Can you carry on the passage about South African wheat breeding and disease resistance, picking up right after its final sentence?

══ Source passage

According to Hendrik van Staden, Syngenta Seeds business unit head in sub-Saharan Africa, another benefit is the fact that there are more role-players in the market. ‘More role-players imply that there are more products on the market that provide farmers with an increased product choice. In a way this puts pressure on companies to ensure that our products not only comply to quality standards, but also address specific market needs. Competition in the market is always a good thing. It keeps us on our toes and – in the end – this is to the benefit of farmers and the industry as a whole.’

Another benefit from the SACTA investments, according to Dr Koekemoer, pertains to data. ‘We are now able to plant more small-plot and commercial trials that generate more data points from which information can be extracted with a view to choosing varieties to put in the pipeline, as well as for recommendations to farmers.’

Van Staden pointed out that the development, release, and use of new wheat varieties were based on many factors. First of these, according to him, is that new varieties should adapt to and address a diversity of environmental conditions, production practices, and market needs.

Secondly, yields must be protected and stabilised through disease resistance. ‘Disease resistance can stabilise yields and reduce economic losses. For farmers that already face many challenges such as increased costs of fertiliser and crop protection products, every cent that we can help save, will make a difference on their profit margins.’

Diseases contribute to the factors that limit the possibility of achieving increased yields on the one hand and decrease quality on the other hand. Out of a documented list of 200 diseases and pests of wheat, some 50 are considered to be significant (Randhawa et al., 2019).

Dr Koekemoer explained that disease resistance in varieties has the possibility to slow pathogen spread and multiplication, thereby prolonging the life of available active ingredients used in crop protection. ‘In addition, the growing use of conservation tillage and soil health practices has highlighted the importance of control of diseases such as Fusarium head blight and wheat rust.’

He added that the country was in a lucky position that the SACTA levy played a major role in enabling Syngenta to breed resistance against the new yellow rust strain in its varieties. If this had not been done, the impact on the wheat market would have been disastrous.

════
══ Source data

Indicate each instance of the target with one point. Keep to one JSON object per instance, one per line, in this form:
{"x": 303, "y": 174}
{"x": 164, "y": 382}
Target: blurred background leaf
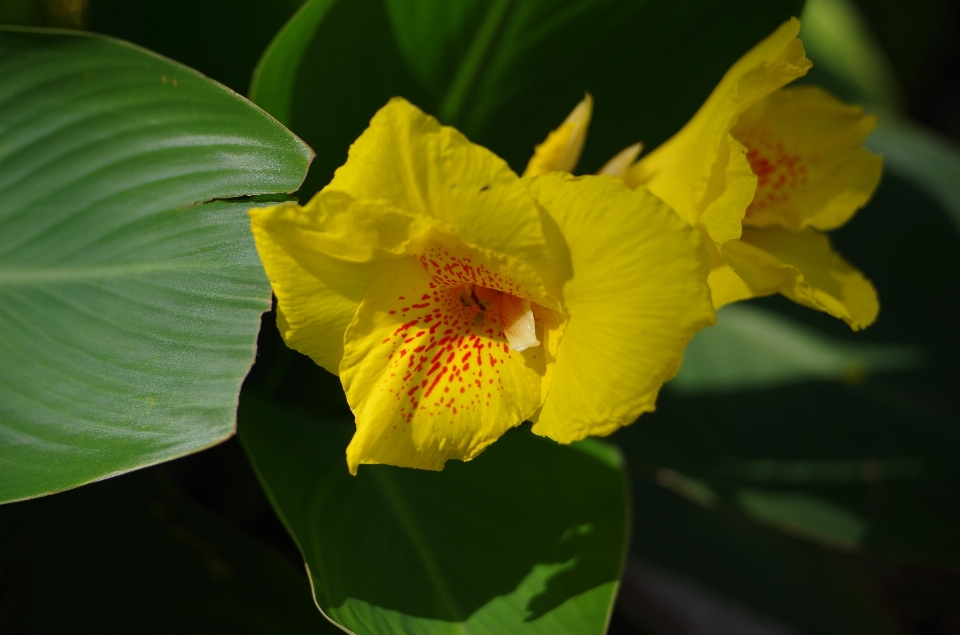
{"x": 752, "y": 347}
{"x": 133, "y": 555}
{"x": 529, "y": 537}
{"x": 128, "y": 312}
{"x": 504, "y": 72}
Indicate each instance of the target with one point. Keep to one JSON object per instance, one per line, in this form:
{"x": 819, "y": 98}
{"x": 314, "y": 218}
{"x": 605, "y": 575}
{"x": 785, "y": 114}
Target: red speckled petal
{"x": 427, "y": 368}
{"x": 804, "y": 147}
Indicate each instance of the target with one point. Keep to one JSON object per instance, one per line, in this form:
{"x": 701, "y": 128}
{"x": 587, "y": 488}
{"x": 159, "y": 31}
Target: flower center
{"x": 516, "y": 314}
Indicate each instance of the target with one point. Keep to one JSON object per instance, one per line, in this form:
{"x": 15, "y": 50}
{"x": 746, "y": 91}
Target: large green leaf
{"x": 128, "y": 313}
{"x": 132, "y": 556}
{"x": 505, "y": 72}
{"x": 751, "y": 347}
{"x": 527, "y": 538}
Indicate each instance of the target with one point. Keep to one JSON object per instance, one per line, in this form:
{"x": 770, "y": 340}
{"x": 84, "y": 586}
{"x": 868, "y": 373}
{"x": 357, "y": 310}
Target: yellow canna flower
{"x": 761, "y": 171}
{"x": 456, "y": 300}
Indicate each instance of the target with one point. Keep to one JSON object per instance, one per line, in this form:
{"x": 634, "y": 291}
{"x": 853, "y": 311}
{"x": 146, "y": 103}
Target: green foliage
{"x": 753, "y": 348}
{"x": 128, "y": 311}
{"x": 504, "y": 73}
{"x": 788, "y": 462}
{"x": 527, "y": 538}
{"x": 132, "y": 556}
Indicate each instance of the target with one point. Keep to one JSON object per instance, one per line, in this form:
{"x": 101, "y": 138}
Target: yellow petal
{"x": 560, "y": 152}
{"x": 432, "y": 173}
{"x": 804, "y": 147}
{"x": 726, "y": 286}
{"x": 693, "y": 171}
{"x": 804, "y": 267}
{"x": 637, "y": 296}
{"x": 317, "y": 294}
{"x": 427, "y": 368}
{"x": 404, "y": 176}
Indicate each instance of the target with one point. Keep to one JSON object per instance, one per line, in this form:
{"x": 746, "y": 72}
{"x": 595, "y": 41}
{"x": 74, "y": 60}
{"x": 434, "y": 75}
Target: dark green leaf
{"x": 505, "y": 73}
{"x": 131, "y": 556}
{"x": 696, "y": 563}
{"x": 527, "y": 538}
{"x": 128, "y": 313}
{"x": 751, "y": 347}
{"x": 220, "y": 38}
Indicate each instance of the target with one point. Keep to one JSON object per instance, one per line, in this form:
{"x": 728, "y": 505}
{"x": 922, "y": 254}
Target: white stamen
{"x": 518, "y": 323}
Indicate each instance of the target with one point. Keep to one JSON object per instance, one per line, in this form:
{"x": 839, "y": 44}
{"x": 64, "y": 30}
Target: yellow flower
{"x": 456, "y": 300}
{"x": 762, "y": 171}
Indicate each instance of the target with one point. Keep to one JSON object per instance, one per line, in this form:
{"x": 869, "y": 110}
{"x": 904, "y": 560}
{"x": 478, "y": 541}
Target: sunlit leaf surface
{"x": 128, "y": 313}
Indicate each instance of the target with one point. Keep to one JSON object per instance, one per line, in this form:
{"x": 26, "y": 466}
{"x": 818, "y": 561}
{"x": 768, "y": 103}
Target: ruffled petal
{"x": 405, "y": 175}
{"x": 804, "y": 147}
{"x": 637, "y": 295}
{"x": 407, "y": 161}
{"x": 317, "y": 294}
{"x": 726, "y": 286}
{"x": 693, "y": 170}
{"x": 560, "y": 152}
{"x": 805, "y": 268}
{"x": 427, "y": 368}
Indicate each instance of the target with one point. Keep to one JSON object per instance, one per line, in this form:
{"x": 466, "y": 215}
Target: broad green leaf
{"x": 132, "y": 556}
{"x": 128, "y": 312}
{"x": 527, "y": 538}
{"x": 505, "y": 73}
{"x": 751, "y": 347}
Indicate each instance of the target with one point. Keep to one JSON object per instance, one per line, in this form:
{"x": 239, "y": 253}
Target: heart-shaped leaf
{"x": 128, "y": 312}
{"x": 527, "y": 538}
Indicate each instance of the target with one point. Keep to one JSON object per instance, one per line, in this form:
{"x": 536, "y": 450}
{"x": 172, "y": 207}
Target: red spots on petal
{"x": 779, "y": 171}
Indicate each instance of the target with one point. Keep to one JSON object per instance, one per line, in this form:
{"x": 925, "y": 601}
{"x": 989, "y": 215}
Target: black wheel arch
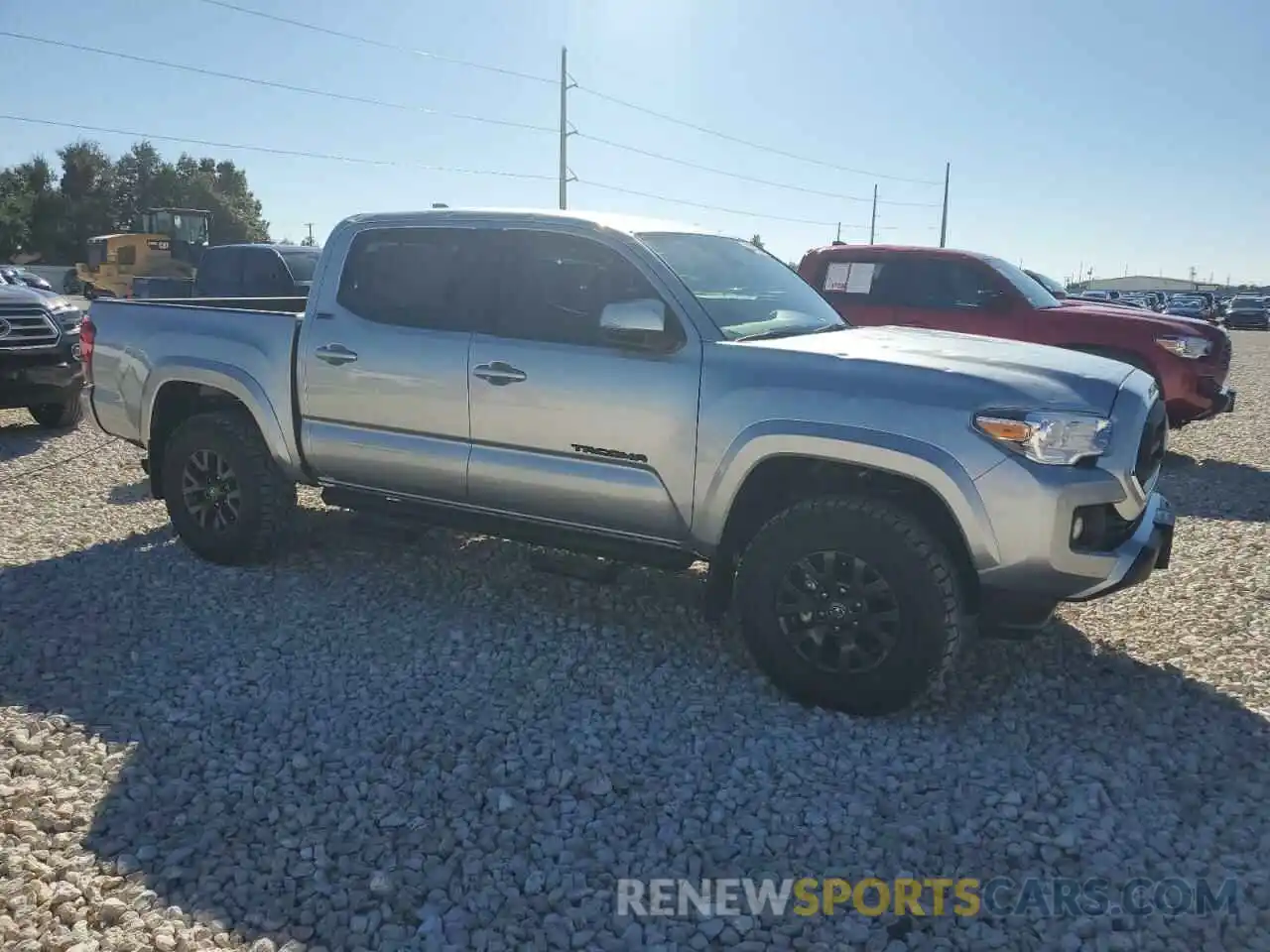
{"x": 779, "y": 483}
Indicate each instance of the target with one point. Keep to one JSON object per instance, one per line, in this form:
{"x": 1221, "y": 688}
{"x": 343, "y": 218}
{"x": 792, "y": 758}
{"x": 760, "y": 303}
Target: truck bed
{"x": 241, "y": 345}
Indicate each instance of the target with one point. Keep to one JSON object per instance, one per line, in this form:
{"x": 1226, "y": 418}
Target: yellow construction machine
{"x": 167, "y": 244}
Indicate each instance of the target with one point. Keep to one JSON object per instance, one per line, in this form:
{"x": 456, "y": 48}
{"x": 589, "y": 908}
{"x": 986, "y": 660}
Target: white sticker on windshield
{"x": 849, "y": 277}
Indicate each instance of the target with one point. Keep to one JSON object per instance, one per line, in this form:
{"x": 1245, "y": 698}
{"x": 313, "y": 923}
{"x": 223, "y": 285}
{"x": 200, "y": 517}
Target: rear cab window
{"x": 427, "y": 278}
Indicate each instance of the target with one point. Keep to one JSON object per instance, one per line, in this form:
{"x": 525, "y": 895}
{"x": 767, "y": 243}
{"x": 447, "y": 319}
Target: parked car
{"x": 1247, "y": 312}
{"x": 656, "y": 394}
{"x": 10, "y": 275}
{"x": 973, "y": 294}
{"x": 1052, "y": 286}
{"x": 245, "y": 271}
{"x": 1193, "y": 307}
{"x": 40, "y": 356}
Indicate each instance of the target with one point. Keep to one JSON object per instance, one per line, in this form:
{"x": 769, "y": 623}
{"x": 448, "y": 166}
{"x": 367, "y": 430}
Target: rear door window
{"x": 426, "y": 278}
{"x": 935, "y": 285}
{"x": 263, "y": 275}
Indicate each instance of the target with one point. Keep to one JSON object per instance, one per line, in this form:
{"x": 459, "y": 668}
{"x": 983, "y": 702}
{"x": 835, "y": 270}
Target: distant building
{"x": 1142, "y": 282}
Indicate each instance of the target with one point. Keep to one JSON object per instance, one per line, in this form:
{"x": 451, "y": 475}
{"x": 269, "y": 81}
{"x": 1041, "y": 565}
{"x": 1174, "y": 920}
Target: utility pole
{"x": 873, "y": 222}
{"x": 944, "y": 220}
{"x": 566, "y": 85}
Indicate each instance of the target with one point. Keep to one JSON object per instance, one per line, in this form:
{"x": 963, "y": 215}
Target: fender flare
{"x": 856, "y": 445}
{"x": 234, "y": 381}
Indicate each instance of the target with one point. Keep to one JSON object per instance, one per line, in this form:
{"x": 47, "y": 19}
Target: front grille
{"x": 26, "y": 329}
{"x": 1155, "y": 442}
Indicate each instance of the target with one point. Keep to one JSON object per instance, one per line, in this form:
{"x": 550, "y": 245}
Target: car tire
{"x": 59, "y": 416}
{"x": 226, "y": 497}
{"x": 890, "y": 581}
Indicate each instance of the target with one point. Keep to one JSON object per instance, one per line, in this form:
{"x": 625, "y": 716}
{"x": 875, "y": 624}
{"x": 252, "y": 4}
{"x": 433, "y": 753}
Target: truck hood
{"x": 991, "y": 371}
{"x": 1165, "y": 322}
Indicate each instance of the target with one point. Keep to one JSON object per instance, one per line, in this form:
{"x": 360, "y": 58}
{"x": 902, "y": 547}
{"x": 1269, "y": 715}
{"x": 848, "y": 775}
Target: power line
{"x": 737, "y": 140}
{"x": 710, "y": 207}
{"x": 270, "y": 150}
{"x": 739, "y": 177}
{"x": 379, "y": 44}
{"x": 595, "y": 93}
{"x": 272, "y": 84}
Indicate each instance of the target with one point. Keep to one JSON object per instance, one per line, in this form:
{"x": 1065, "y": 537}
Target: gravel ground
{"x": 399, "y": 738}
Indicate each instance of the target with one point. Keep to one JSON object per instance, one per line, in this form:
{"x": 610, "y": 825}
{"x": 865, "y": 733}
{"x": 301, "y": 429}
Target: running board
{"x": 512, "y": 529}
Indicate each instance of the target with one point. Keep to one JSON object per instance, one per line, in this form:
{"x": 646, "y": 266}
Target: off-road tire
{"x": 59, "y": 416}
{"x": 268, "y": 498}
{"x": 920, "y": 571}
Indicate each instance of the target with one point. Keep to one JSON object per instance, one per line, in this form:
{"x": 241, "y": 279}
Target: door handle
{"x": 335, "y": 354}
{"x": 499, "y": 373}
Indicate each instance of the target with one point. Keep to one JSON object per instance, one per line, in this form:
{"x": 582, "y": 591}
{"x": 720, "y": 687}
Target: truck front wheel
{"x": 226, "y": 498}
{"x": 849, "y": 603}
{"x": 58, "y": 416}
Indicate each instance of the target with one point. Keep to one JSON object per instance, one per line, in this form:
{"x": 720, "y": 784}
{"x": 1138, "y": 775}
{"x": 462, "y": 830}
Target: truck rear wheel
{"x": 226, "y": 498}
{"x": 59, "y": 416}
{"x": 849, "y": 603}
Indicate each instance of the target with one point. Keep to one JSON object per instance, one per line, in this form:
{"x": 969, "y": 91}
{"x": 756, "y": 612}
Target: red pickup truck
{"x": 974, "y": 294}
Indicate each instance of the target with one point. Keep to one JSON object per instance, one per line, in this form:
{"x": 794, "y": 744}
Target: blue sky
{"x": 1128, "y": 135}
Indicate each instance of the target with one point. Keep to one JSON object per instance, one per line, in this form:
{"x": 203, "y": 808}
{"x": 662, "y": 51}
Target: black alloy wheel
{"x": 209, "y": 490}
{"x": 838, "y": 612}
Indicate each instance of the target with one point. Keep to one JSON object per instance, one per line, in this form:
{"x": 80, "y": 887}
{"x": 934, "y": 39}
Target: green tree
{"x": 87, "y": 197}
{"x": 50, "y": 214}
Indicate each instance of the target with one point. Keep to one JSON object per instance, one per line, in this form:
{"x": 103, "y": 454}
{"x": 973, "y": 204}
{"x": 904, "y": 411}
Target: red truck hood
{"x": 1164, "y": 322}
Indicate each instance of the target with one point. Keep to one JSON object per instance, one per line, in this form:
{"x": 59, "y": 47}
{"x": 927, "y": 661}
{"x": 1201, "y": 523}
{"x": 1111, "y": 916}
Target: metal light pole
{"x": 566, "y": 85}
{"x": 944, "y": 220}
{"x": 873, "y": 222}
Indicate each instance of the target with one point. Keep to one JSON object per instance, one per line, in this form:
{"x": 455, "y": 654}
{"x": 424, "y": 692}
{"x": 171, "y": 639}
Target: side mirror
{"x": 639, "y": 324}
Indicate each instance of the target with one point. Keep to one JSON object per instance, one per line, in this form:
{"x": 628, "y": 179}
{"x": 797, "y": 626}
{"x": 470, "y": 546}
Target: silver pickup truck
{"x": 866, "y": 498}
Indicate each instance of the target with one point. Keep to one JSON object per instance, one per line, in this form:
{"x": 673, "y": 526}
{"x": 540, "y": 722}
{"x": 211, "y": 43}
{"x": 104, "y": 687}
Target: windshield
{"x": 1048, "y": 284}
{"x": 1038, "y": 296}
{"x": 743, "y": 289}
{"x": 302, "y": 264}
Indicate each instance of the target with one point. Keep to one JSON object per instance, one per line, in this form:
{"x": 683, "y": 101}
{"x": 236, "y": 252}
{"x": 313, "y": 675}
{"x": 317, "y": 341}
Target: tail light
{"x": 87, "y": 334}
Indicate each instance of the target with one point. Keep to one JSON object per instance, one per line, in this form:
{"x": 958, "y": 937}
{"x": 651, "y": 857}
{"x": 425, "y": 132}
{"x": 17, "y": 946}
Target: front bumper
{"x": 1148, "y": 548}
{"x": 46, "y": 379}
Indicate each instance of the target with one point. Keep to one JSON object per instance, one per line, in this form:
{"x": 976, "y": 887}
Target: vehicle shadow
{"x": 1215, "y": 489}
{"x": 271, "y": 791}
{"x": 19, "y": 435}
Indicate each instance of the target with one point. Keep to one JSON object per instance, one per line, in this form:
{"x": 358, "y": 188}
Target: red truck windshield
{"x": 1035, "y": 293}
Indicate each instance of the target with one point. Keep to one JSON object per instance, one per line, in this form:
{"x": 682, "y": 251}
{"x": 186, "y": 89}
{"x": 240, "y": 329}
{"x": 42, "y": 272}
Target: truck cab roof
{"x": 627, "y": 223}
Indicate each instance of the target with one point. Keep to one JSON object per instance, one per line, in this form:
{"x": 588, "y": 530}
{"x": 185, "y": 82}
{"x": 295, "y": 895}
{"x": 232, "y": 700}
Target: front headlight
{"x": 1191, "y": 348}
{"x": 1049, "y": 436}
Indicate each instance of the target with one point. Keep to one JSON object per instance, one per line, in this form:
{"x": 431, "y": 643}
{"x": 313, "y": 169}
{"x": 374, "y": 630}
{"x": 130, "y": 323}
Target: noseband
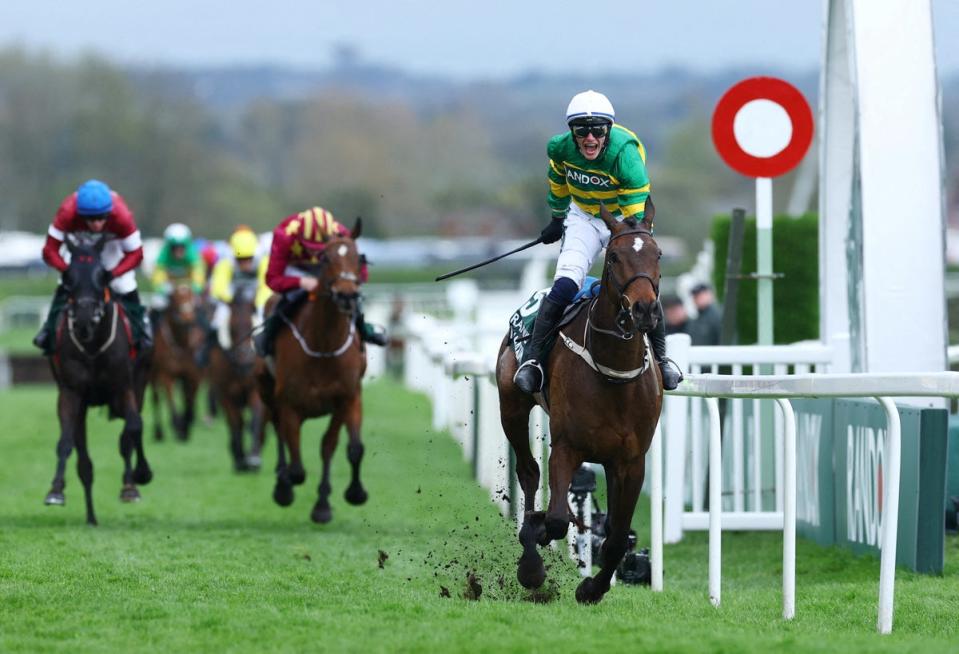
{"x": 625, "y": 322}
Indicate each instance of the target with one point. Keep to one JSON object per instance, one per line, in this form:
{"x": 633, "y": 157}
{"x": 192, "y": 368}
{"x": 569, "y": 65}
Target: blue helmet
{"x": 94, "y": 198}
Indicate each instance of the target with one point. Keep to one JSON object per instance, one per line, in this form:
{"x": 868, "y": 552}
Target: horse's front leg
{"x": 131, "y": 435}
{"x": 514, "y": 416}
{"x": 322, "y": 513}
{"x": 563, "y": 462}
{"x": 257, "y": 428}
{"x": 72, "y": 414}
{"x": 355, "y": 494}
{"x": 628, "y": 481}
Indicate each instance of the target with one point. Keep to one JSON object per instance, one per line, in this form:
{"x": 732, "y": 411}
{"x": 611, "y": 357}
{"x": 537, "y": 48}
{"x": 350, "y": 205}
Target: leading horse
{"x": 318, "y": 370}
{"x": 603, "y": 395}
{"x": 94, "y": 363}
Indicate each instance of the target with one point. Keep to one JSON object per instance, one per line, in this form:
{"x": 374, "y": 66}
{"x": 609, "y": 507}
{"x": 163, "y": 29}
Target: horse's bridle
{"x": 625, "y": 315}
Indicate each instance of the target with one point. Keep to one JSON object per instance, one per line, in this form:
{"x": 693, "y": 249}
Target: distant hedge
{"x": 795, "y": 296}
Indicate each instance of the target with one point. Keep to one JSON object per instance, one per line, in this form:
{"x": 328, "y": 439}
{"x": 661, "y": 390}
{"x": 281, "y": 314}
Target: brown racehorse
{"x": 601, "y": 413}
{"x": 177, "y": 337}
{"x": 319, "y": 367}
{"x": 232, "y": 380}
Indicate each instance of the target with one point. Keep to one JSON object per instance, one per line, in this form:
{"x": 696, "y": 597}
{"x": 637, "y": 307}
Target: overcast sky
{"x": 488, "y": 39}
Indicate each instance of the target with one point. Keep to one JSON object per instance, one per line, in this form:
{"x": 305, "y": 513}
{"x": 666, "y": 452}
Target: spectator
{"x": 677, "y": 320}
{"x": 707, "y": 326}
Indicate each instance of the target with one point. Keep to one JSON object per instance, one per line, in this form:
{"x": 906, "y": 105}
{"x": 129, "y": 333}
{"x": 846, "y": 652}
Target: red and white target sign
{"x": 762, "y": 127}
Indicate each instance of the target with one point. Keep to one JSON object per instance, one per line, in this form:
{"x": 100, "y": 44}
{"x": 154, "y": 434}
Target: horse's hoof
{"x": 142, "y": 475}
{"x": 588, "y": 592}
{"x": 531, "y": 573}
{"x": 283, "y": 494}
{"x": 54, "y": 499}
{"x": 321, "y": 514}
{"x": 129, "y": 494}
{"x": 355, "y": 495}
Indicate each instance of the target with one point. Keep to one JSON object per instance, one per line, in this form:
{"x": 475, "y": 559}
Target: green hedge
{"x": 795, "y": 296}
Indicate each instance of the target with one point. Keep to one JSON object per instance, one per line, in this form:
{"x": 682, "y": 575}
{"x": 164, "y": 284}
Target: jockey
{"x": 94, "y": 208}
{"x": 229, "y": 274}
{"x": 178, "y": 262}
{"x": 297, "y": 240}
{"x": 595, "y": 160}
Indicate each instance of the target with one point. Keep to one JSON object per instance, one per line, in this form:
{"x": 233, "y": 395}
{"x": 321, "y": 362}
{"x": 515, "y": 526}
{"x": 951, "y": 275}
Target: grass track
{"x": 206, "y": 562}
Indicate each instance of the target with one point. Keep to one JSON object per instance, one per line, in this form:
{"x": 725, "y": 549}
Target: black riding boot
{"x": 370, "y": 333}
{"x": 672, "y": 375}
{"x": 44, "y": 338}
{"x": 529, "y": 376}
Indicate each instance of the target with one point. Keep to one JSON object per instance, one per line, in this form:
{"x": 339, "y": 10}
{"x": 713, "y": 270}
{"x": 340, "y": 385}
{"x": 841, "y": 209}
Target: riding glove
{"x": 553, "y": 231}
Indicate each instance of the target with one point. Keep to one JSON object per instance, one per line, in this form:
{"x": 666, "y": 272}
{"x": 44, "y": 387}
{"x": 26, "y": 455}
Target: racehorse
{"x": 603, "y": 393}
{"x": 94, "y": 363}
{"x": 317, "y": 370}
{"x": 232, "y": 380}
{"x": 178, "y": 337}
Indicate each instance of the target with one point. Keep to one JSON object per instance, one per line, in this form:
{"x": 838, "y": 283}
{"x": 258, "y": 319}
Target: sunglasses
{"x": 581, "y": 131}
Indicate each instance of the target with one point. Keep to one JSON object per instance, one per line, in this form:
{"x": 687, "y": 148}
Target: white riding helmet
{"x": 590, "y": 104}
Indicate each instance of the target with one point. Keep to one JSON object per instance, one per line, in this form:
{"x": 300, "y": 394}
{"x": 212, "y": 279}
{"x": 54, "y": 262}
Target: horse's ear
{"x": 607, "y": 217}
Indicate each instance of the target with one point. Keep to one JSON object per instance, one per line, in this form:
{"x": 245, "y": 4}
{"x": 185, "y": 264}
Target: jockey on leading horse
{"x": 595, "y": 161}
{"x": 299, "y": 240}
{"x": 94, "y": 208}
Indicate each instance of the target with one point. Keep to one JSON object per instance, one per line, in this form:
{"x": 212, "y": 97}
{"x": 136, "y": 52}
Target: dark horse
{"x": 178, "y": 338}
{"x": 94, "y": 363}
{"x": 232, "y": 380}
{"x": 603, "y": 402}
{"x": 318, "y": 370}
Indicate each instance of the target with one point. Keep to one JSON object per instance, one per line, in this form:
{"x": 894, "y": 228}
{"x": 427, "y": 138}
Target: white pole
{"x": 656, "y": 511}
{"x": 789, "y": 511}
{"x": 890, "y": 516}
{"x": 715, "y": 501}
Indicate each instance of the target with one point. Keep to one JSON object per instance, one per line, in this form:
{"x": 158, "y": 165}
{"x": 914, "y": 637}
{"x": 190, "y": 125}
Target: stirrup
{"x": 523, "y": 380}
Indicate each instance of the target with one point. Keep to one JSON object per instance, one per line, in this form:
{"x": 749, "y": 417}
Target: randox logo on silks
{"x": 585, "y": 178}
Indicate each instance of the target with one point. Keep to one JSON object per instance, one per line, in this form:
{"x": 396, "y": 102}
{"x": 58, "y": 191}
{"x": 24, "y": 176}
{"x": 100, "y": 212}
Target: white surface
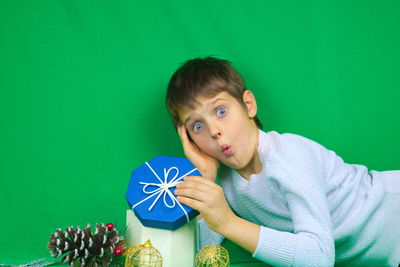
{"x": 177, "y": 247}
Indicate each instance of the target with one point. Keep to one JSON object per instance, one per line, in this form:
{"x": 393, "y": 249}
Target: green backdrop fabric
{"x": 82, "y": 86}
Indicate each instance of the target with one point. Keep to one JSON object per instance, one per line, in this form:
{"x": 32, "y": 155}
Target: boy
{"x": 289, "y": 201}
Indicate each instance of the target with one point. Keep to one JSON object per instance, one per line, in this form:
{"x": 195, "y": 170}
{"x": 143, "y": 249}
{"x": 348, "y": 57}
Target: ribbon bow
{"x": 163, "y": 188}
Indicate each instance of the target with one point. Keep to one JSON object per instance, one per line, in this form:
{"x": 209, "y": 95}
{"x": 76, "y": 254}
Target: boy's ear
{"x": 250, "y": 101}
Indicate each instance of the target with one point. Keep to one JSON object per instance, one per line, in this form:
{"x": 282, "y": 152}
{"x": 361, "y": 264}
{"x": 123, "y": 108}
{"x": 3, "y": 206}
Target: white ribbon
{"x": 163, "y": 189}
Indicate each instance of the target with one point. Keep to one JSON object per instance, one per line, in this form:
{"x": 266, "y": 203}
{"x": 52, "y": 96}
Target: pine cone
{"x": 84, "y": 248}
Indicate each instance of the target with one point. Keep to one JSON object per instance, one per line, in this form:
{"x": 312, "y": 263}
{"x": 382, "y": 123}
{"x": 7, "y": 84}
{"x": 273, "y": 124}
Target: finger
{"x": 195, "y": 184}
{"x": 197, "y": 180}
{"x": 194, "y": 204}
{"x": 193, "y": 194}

════

_Result of the exercise:_
Also, he alluded to the fact that the SACTA levy enabled Syngenta to develop new varieties such as SST 0166, SST 0187 and SST 0208 for the Western Cape market and SST 8205 for the irrigation market. ‘With the funds made available, we were able to re-invest in our breeding programme and advance new products that will set new benchmarks in the market.’

According to John Odendaal, Pannar business manager, the company launched its wheat breeding programme in 1988. ‘Given the country’s volatile and often dry climatic conditions, the wheat breeding programme has always been focused on yield and stability to benefit the farmer,’ he explained.

‘Post 2013, as a consequence of a high percentage of farmer retention of grain for seed as well as the historically low profit margins associated with open-pollinated crops, we as industry expressed the need for an alternative model that would generate sufficient income from all planted wheat hectares, both bought and retained seed, that would enable sustainable breeding efforts and ensure ongoing genetic improvement. This was the inception of an end-point royalty system and ultimately SACTA,’ Odendaal pointed out.

He stressed that the end-point royalty system had opened the doors to more advanced breeding and producers have already experienced the benefits of new varieties.

‘Pannar will continue to invest in new genetics and is well positioned to support farmers with new technology going forward. Without the support of SACTA and the intellectual property laws in South Africa, Pannar would not be able to invest in new research and development to keep farmers competitive,’ he said.

Reference

  1. Randhawa, MS, Bhavani, S, Singh, PK, Huerta-Espino, J & Singh, RP. 2019. Disease resistance in wheat: Present status and future prospects. Disease Resistance in Crop Plants: Molecular, Genetic and Genomic Perspectives, pp.61-81.